Material provided START

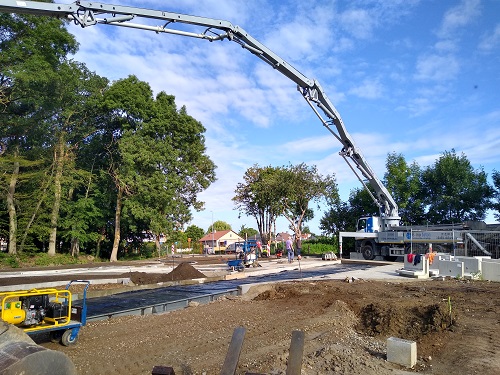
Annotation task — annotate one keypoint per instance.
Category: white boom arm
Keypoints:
(86, 13)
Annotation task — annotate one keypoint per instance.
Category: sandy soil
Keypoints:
(346, 325)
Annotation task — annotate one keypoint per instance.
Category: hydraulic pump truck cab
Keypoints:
(46, 310)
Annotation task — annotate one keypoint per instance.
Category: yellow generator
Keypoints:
(48, 309)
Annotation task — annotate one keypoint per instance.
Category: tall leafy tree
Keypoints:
(269, 192)
(302, 185)
(247, 232)
(495, 204)
(159, 164)
(195, 233)
(218, 226)
(403, 180)
(259, 196)
(455, 191)
(32, 49)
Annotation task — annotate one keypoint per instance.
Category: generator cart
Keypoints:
(46, 310)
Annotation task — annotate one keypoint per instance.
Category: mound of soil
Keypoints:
(183, 271)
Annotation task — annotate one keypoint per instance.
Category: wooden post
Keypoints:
(233, 353)
(295, 355)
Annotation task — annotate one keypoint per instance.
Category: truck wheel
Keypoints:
(66, 338)
(368, 252)
(55, 336)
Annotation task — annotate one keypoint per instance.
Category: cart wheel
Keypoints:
(55, 336)
(66, 338)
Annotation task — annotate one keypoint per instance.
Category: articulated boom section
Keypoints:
(86, 14)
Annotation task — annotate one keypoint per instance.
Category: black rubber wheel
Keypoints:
(55, 336)
(390, 258)
(66, 338)
(368, 252)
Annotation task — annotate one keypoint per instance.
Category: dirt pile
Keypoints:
(183, 271)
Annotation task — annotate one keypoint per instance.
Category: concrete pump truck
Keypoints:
(376, 235)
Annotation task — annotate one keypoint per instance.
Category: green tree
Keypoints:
(454, 191)
(247, 232)
(158, 158)
(496, 194)
(29, 98)
(258, 196)
(218, 226)
(270, 192)
(300, 186)
(404, 183)
(195, 233)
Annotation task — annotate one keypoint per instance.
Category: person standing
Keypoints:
(289, 250)
(298, 245)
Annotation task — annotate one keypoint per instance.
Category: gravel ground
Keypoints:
(346, 325)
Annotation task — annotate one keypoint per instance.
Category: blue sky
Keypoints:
(407, 76)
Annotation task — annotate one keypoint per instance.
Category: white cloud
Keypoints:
(490, 41)
(437, 68)
(458, 17)
(358, 22)
(369, 89)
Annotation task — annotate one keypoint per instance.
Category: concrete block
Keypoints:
(451, 268)
(402, 352)
(419, 270)
(471, 265)
(490, 270)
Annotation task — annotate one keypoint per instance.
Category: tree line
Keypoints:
(446, 192)
(449, 191)
(84, 159)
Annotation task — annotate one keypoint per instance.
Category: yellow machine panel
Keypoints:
(36, 309)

Material provided END

Exactly as they appear, output the line holding "Category: blue sky" and all lines after it through the end of the listing above, and only those.

Category: blue sky
Keypoints:
(407, 76)
Annotation task — annotate one keypoint per instance.
Category: white cloud
Keypoints:
(490, 41)
(437, 68)
(458, 17)
(358, 22)
(369, 89)
Annotation task — annotate one keypoint per instance.
Category: concrete block
Keypoints:
(451, 268)
(402, 352)
(419, 270)
(471, 265)
(490, 270)
Annotation task — annotate one keypoint per instance.
Category: tree line
Keypoints:
(446, 192)
(449, 191)
(84, 159)
Annotation task — annotate one keypoint per instance.
Category: yellow machine panel
Keypoints:
(36, 309)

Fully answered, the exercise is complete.